» Material:
↓

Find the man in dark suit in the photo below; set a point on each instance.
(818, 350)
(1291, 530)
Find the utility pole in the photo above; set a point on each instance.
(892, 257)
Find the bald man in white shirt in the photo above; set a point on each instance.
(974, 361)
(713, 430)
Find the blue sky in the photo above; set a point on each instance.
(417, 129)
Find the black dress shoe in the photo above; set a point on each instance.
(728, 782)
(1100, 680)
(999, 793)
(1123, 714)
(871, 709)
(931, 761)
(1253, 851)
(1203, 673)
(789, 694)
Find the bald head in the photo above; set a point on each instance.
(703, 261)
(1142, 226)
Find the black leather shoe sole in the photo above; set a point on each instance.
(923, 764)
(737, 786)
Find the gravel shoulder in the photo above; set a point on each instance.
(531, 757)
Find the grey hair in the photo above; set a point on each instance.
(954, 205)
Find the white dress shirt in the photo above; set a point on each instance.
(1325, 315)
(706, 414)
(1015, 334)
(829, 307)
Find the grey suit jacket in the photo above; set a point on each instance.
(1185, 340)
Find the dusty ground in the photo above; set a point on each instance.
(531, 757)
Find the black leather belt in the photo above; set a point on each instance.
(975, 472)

↑
↓

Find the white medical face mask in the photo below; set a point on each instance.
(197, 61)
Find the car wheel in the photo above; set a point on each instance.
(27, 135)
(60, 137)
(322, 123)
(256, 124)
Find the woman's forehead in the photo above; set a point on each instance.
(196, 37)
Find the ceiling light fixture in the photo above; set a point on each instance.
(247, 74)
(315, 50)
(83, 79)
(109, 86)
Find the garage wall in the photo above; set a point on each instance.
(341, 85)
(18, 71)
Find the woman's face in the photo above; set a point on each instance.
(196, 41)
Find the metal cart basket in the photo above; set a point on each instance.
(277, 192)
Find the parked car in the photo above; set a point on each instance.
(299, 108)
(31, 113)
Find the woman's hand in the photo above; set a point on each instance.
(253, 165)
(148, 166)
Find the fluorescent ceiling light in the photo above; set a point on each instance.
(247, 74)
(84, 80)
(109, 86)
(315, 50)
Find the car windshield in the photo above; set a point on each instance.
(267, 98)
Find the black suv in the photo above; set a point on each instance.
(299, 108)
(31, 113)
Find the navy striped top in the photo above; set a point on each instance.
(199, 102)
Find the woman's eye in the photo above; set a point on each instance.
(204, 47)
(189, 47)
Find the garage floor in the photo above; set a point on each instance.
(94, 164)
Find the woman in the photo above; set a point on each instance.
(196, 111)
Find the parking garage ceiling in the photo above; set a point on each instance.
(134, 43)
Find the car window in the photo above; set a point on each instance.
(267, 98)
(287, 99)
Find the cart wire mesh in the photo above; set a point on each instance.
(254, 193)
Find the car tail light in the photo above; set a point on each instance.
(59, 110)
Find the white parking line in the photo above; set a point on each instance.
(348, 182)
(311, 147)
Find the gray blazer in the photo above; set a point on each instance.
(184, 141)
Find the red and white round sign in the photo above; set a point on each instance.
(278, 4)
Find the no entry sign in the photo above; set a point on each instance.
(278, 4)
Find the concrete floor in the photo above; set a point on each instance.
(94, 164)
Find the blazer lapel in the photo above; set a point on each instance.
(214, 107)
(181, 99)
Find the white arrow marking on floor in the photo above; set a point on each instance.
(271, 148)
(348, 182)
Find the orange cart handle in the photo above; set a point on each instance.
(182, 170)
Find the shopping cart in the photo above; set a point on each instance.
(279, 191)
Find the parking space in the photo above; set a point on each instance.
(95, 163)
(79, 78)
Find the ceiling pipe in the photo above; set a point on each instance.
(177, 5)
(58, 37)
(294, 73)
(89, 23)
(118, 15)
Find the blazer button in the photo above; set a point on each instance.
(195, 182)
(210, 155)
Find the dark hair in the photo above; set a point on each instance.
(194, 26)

↑

Set out the lines above as a numbered list, from the line containing "Find the man" down to the line containing "(1185, 340)", and leave out any blank lines.

1. Find the man in dark suit in the photo below; set a point on each instance.
2. (818, 350)
3. (1291, 530)
4. Find the utility pole in the photo above; set a point on each instance.
5. (892, 257)
6. Find the bald man in white shirt in the photo above; set a point on each instance.
7. (974, 361)
8. (713, 430)
9. Find the blue sky in the photo above; set a point on each instance.
10. (417, 129)
11. Find the black dress shoe in the photo above; set a point on each instance.
12. (728, 782)
13. (1100, 680)
14. (999, 793)
15. (1123, 714)
16. (871, 709)
17. (931, 761)
18. (1253, 851)
19. (1203, 673)
20. (789, 694)
21. Find the bald head in the photo above; set a point on each instance.
22. (703, 261)
23. (1142, 226)
24. Find the black leather shoe sole in the photo above; set a point on each instance.
25. (923, 764)
26. (737, 786)
27. Find the gravel shoulder in the photo above; set a point on each instance.
28. (531, 757)
29. Find the grey hair in the photo above; set a point on each instance.
30. (954, 205)
31. Find the white dress shirt in the photo above; set a point on each instance.
32. (1325, 315)
33. (706, 414)
34. (1015, 334)
35. (829, 307)
36. Find the grey suit jacket in the photo above; set a point on each instance.
37. (1185, 340)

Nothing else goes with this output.